Where in the data below does the word "takes" appear? Copy each line that holds it.

[Dataset entries]

[Start of Attachment]

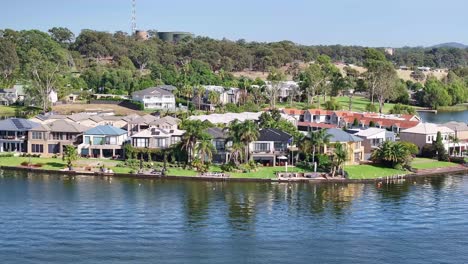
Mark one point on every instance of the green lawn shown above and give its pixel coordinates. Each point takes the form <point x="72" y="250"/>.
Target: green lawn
<point x="423" y="163"/>
<point x="47" y="163"/>
<point x="371" y="172"/>
<point x="359" y="104"/>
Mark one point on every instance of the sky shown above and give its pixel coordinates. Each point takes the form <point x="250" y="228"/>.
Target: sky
<point x="376" y="23"/>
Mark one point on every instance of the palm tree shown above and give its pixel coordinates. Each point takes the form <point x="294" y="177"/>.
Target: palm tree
<point x="455" y="141"/>
<point x="194" y="130"/>
<point x="318" y="139"/>
<point x="250" y="132"/>
<point x="237" y="152"/>
<point x="213" y="97"/>
<point x="205" y="150"/>
<point x="199" y="92"/>
<point x="70" y="155"/>
<point x="340" y="155"/>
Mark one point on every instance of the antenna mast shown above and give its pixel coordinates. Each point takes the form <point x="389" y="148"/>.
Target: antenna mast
<point x="133" y="16"/>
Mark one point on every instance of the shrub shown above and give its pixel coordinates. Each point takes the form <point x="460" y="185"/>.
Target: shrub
<point x="371" y="107"/>
<point x="428" y="151"/>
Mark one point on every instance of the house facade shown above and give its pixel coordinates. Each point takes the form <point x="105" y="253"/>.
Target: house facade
<point x="351" y="143"/>
<point x="271" y="147"/>
<point x="426" y="133"/>
<point x="155" y="98"/>
<point x="14" y="134"/>
<point x="103" y="142"/>
<point x="50" y="139"/>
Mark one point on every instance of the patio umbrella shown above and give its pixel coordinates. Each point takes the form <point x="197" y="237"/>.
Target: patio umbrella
<point x="286" y="163"/>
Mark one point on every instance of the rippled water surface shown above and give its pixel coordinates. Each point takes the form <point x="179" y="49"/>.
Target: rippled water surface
<point x="53" y="219"/>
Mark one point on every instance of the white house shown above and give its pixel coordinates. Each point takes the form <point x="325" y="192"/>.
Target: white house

[End of Attachment]

- RESPONSE -
Mark one point on every instance of the green lawn shown above and give its pixel coordinates. Each point takes the form <point x="72" y="250"/>.
Mark one point on every instance of the sky shown above and give its pixel coordinates. Each point takes the form <point x="250" y="228"/>.
Mark one point on every instance of the palm tree shown above and give its pixel coordinates. Each point takes the form <point x="294" y="177"/>.
Mark one point on every instance of the antenna mast shown above and give its pixel coordinates. Each point takes the form <point x="389" y="148"/>.
Mark one point on every instance of the shrub shown above and give its pixel coordinates. Each point takes the form <point x="460" y="185"/>.
Mark one point on every instance of the house facade shown above and give its pixel coordinates. Each point takes the form <point x="105" y="253"/>.
Mark one point on every instance of the patio umbrella shown above and give its pixel coordinates. Each point takes the form <point x="197" y="237"/>.
Mark one point on every instance of the rippled water surface shown above and give its pixel coordinates. Each point takes the form <point x="179" y="49"/>.
Mark one point on every instance of the white house shown above and give its pixel coordinates. Each point takes the form <point x="325" y="192"/>.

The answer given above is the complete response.